** begin INFORMATION SHOWN **

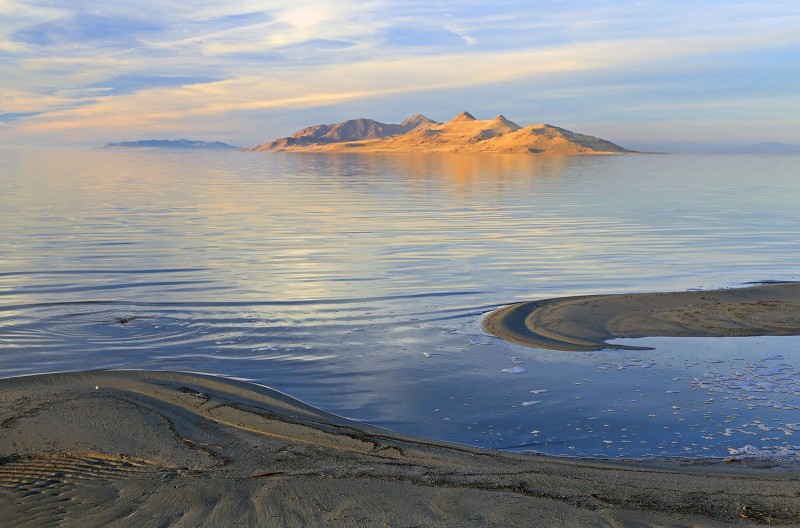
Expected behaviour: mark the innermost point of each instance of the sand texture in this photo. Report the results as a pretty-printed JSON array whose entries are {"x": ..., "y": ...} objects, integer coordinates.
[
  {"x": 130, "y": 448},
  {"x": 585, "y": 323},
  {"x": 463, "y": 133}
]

** end INFORMATION SHOWN **
** begin INFORMATION SHOWN **

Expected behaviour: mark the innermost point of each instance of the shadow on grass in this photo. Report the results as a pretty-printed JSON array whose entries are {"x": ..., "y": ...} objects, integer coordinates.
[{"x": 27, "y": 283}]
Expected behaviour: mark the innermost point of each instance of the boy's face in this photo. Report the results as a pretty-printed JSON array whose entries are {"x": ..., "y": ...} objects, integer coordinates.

** end INFORMATION SHOWN **

GOAL OF THE EXERCISE:
Copy out, unchanged, the lines from the one containing "of the shadow" up to and including the one containing "of the boy's".

WRITTEN ANSWER:
Expected behaviour: mark the innermost point of each instance of the shadow on grass in this photo. Report the results as a pretty-printed JSON array whose entries are {"x": ..., "y": ...} objects, integer coordinates.
[{"x": 27, "y": 283}]
Expected behaviour: mark the innermost point of each instance of the boy's face in this photo. Report the results as a pretty-printed JSON array whose entries are {"x": ..., "y": ...} objects, integer coordinates.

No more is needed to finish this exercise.